TEXTO FORNECIDO:
Amarildo da Costa Oliveira, apelidado de “Pelado” - foto: Reprodução/ TV Globo
Documento obtido pela Pública revela que “Pelado” relatou a peritos da Polícia Civil do Amazonas ter sofrido espancamento e sessões de asfixia por parte dos PMs.
Amarildo da Costa Oliveira, apelidado
de “Pelado”, suspeito de envolvimento no desaparecimento do indigenista Bruno
Pereira e do jornalista britânico Dom Phillips, disse ter sido torturado pela
Polícia Militar do Amazonas em depoimento prestado a peritos da Polícia Civil
do estado. As agressões teriam ocorrido durante sua prisão em flagrante, na
última terça-feira, 7 de junho, por posse de munição restrita e permitida,
segundo a polícia civil. Sua prisão preventiva foi decretada na quinta-feira, 9 de junho,
pelo Tribunal de Justiça do Amazonas, durante a audiência de custódia depois de
a polícia revelar ter encontrado sangue na
lancha dele. Não se sabe a origem do sangue que ainda será
periciado.

Itens de identificação de localização:

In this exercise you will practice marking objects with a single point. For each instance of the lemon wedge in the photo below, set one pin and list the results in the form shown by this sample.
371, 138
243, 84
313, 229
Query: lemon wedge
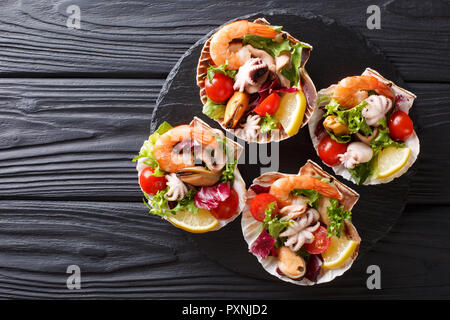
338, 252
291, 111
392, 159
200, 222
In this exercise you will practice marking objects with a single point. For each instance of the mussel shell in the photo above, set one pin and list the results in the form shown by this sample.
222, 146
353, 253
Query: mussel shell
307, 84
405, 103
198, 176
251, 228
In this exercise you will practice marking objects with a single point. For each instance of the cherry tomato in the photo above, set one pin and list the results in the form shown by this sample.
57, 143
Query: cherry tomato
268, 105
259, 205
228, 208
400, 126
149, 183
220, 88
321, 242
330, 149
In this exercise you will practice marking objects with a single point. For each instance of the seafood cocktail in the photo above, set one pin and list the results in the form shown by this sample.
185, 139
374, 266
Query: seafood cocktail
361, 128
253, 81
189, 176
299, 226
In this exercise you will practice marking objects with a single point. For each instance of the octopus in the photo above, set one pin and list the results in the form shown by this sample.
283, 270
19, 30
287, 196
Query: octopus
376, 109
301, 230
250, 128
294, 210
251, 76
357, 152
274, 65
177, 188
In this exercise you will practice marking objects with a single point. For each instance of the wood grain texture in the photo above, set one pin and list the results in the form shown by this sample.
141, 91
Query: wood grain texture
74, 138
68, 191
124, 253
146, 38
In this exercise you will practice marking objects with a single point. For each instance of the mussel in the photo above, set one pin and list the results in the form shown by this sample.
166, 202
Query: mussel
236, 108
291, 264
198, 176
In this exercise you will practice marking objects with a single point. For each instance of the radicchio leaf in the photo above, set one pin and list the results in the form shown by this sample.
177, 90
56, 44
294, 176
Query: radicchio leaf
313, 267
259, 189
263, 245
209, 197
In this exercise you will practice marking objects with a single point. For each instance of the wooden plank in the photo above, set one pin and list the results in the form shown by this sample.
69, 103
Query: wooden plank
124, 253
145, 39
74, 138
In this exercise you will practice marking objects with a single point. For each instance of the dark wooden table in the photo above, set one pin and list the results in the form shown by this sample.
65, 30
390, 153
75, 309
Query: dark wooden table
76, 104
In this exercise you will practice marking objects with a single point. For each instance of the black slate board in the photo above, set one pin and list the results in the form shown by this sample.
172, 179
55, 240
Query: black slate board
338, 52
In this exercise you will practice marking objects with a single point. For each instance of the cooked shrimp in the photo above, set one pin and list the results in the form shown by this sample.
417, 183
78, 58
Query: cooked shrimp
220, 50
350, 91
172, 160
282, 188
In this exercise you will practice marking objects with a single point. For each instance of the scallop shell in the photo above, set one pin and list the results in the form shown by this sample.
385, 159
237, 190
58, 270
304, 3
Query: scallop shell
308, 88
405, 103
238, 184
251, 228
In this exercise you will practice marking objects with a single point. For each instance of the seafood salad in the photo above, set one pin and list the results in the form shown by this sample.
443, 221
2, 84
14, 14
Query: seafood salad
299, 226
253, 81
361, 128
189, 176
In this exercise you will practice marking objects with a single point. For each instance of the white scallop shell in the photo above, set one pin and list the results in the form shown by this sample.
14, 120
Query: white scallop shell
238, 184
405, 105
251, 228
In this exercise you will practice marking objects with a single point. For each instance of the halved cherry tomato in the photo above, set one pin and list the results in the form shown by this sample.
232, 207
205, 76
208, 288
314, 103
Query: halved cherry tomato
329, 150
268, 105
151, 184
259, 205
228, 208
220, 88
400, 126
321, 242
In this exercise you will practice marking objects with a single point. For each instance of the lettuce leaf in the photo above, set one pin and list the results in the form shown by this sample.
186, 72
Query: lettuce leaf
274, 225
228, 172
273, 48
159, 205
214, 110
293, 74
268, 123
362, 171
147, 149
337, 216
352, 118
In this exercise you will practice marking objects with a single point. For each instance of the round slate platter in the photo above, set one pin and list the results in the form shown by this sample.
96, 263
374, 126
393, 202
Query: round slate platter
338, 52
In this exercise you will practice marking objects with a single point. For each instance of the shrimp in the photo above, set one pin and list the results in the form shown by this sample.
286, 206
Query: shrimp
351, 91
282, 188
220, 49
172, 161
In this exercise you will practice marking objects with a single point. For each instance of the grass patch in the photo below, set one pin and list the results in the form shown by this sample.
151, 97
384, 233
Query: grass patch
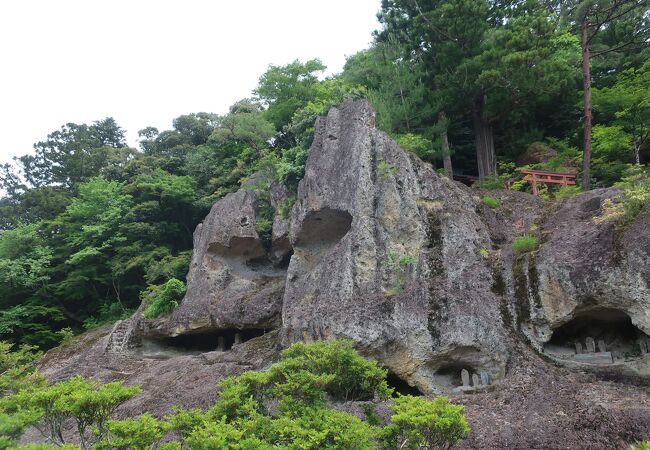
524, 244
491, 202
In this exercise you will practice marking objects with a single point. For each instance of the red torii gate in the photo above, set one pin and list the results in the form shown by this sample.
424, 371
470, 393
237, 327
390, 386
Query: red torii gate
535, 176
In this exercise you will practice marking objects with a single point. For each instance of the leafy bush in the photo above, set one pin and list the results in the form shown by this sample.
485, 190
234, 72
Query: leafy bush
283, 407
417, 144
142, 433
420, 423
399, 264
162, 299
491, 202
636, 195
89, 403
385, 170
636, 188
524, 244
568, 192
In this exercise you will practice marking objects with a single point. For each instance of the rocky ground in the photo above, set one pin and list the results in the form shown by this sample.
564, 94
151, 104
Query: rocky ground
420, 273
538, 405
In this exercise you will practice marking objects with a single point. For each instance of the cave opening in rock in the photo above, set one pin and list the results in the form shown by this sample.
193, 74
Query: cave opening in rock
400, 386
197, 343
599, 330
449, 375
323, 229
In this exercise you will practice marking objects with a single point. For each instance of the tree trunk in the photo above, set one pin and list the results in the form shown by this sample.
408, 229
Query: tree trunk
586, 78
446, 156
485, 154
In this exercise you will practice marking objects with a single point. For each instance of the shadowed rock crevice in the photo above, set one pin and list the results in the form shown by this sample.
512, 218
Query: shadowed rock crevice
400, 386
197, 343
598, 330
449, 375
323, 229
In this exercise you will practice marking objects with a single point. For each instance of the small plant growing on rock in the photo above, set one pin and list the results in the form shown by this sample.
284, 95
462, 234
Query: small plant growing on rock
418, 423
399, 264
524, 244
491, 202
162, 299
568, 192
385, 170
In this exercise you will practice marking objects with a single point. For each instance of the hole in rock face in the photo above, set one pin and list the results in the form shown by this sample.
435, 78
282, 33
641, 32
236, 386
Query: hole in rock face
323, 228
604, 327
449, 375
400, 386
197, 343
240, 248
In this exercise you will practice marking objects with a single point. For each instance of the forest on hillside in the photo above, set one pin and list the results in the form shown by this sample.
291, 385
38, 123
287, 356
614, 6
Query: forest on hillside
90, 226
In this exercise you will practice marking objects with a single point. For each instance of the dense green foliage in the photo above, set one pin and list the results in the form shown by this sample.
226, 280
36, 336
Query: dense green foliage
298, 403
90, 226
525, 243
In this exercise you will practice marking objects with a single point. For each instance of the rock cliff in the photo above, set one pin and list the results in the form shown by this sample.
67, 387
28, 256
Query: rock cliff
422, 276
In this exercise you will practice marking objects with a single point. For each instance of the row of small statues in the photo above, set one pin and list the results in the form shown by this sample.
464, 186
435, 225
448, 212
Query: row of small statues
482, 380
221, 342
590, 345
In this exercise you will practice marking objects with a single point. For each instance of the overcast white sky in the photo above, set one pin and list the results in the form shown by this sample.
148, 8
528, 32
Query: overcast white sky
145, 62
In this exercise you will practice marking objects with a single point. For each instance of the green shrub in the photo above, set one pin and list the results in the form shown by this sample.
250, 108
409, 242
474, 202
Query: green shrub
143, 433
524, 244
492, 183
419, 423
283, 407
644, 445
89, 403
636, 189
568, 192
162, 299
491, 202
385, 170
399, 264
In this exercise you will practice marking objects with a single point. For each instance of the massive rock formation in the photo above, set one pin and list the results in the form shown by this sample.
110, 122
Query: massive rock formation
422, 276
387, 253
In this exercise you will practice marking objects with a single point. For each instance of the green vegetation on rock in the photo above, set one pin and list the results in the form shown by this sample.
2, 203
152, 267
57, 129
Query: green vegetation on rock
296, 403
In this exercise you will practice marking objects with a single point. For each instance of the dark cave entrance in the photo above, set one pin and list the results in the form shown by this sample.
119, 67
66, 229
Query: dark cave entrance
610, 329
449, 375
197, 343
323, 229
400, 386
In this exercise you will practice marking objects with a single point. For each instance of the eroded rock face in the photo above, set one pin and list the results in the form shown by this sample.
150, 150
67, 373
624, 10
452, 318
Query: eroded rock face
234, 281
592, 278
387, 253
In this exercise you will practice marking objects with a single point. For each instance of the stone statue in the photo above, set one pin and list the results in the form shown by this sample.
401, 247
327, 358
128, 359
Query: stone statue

TAREFA BREVE:
Transcreva fielmente o trecho da notícia sobre o depoimento de “Pelado” que vai desde "Amarildo da Costa Oliveira, apelidado de" até "parte dos PMs.".

RESPOSTA DA TAREFA:
Amarildo da Costa Oliveira, apelidado de “Pelado” - foto: Reprodução/ TV Globo
Documento obtido pela Pública revela que “Pelado” relatou a peritos da Polícia Civil do Amazonas ter sofrido espancamento e sessões de asfixia por parte dos PMs.